**Set problem:** Transcribe every one of the rows below without alteration, reproducing each character and line break faithfully.

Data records
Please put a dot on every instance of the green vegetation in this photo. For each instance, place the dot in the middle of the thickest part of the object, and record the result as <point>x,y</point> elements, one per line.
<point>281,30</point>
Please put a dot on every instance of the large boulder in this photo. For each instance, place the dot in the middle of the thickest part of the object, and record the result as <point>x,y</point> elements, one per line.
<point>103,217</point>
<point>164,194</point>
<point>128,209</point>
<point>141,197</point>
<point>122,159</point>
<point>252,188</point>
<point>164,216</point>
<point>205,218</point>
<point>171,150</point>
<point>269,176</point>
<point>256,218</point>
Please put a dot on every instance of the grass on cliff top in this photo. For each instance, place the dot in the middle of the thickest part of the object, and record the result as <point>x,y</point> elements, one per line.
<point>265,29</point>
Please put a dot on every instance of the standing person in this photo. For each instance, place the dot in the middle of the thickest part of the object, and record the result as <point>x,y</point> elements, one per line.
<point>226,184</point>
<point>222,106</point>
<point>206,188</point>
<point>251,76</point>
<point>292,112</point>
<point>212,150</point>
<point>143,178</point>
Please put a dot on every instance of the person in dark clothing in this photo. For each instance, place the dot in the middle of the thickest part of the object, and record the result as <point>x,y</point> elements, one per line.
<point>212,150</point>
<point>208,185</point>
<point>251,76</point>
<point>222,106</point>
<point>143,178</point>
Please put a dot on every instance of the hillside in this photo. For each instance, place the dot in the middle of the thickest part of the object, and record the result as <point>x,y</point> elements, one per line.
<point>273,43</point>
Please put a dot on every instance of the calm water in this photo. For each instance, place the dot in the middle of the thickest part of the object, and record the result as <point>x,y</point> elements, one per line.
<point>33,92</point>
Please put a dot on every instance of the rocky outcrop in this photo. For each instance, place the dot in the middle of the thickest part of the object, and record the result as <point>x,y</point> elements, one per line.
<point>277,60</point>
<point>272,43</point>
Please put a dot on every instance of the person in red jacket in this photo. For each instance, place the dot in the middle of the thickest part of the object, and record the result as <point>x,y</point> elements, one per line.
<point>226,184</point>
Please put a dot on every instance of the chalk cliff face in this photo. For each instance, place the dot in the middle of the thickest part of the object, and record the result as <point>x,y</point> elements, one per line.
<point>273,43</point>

**Task result:**
Please put a dot on every instance of the green vegetation in this photo. For each instance, place the dot in the middle of the thickest part of the object, and record the result as <point>x,y</point> elements, one per line.
<point>281,30</point>
Please put a dot on every instance of the large boulder in this photo. For each instance, place the dot in the middle of the thickest part of the object, and record the result as <point>x,y</point> elements, one per line.
<point>103,217</point>
<point>164,194</point>
<point>128,209</point>
<point>141,197</point>
<point>122,159</point>
<point>252,188</point>
<point>164,216</point>
<point>205,218</point>
<point>171,150</point>
<point>269,176</point>
<point>256,218</point>
Please put a dot on every instance of the grass on cliff top in this photo. For each instance, place the dot in the middle of the thickest part of the object, and record the result as <point>x,y</point> elements, one per line.
<point>265,29</point>
Please put a dot on every instance of the standing person in this photo. For each instance, place the dot in the middle of the thickest part of the object, and record the result as <point>x,y</point> elements, one per line.
<point>226,184</point>
<point>222,106</point>
<point>206,188</point>
<point>251,76</point>
<point>292,112</point>
<point>212,150</point>
<point>143,178</point>
Please put a dot on every instance of the person in dark clothing in this photo. For each instance, place the dot in the middle of the thickest part of the object, and record the result as <point>x,y</point> elements, one per line.
<point>212,150</point>
<point>208,185</point>
<point>251,76</point>
<point>222,106</point>
<point>143,178</point>
Please put a dot on every instance of the hillside in this photo. For each instance, place the dot in the middle of the thickest part of the object, and record the result as <point>x,y</point> elements, one per line.
<point>273,43</point>
Please put a dot on every instance of the calm water in this photo. For each instance, place the dot in the middle of the thickest part of the object, and record the result as <point>x,y</point> elements, one per line.
<point>33,92</point>
Please put a dot on every instance of the rocky outcrop in this photo. For each instance, place the dot in the middle of the thickest part of the object, and record the result as <point>x,y</point> elements, one per line.
<point>277,60</point>
<point>272,43</point>
Please put a dot on every instance of the person in red jacket in this photo. For each instance, place the dot in the middle of the thickest part of the object, and record the result as <point>x,y</point> elements, one per line.
<point>226,184</point>
Please put a dot on every instance of the chalk cliff face in this photo. For each instance, place the dot in the middle of the thickest part of the object, and record the result as <point>x,y</point> elements, one per line.
<point>273,43</point>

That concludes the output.